**GIVEN EXERCISE:**
Reproduce verbatim the stretch of the entries below from the line containing "Rules. Find each instance of the street lamp" through the line containing "point(181, 86)", including both of those lines and nothing else.

— start MATERIAL FOR THIS EXERCISE —

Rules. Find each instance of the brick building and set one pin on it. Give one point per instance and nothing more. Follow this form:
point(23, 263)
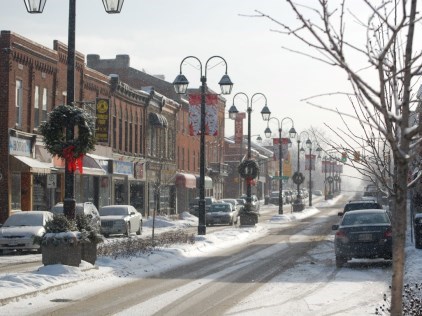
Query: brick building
point(187, 147)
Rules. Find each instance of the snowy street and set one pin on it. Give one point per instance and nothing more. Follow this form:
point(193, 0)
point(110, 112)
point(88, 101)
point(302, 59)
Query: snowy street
point(282, 266)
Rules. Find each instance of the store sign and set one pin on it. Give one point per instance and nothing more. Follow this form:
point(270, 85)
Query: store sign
point(51, 181)
point(19, 146)
point(123, 167)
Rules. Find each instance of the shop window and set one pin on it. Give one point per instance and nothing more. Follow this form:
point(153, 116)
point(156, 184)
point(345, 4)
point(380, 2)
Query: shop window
point(36, 107)
point(16, 191)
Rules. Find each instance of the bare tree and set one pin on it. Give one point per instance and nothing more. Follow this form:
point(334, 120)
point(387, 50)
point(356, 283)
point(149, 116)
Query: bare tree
point(382, 89)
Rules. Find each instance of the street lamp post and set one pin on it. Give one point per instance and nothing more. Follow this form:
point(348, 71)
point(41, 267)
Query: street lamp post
point(232, 114)
point(309, 145)
point(266, 115)
point(37, 6)
point(298, 176)
point(181, 87)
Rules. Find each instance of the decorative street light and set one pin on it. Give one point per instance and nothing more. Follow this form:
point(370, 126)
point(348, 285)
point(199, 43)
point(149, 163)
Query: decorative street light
point(37, 6)
point(232, 114)
point(298, 177)
point(292, 134)
point(318, 150)
point(181, 86)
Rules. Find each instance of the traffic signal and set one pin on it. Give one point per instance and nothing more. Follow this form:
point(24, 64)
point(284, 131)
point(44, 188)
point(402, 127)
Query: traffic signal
point(356, 156)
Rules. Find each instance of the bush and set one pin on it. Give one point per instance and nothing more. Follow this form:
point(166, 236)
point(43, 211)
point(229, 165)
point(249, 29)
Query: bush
point(130, 247)
point(412, 301)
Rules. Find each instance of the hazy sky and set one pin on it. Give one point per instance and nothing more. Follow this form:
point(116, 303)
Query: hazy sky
point(158, 34)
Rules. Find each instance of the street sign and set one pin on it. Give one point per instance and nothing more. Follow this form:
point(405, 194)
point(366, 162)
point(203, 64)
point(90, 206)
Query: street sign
point(51, 181)
point(278, 178)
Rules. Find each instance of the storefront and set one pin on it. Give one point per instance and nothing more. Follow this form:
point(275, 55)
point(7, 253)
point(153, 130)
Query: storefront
point(30, 188)
point(185, 191)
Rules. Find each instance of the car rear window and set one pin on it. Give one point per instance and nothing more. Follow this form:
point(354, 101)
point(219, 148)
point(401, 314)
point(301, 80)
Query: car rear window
point(365, 218)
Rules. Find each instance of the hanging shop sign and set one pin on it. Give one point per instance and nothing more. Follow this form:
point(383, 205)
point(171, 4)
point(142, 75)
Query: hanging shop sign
point(19, 146)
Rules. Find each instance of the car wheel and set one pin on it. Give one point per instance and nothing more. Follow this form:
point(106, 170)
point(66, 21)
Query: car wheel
point(340, 261)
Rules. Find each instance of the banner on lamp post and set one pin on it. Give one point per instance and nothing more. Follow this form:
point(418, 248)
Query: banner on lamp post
point(211, 117)
point(284, 148)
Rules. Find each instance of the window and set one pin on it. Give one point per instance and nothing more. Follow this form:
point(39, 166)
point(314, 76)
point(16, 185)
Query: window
point(19, 102)
point(126, 132)
point(44, 105)
point(36, 107)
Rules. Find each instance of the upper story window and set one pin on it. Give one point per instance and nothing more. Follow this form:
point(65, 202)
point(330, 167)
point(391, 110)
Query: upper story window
point(19, 102)
point(44, 105)
point(37, 107)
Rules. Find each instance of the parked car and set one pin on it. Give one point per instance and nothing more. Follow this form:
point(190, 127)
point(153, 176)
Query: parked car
point(120, 220)
point(287, 196)
point(222, 213)
point(274, 197)
point(233, 202)
point(363, 234)
point(19, 230)
point(317, 192)
point(194, 205)
point(254, 200)
point(86, 208)
point(360, 205)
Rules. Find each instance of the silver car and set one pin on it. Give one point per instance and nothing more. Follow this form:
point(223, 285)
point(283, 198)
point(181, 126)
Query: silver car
point(86, 208)
point(19, 230)
point(222, 213)
point(120, 220)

— end MATERIAL FOR THIS EXERCISE —

**RESULT FOR THIS EXERCISE:**
Rules. Find each instance of the street lamp post and set one pin on it. Give one point per instance and nothing more. Follow this form:
point(348, 71)
point(41, 267)
Query: street lamp post
point(232, 114)
point(309, 145)
point(266, 115)
point(37, 6)
point(298, 176)
point(181, 87)
Rules. Find each instance of the decorative street light and set one pin on it. Give one point per instance and nothing more. Follow this form:
point(370, 126)
point(348, 285)
point(199, 43)
point(149, 163)
Query: decorative street light
point(37, 6)
point(232, 114)
point(298, 177)
point(292, 134)
point(318, 150)
point(181, 86)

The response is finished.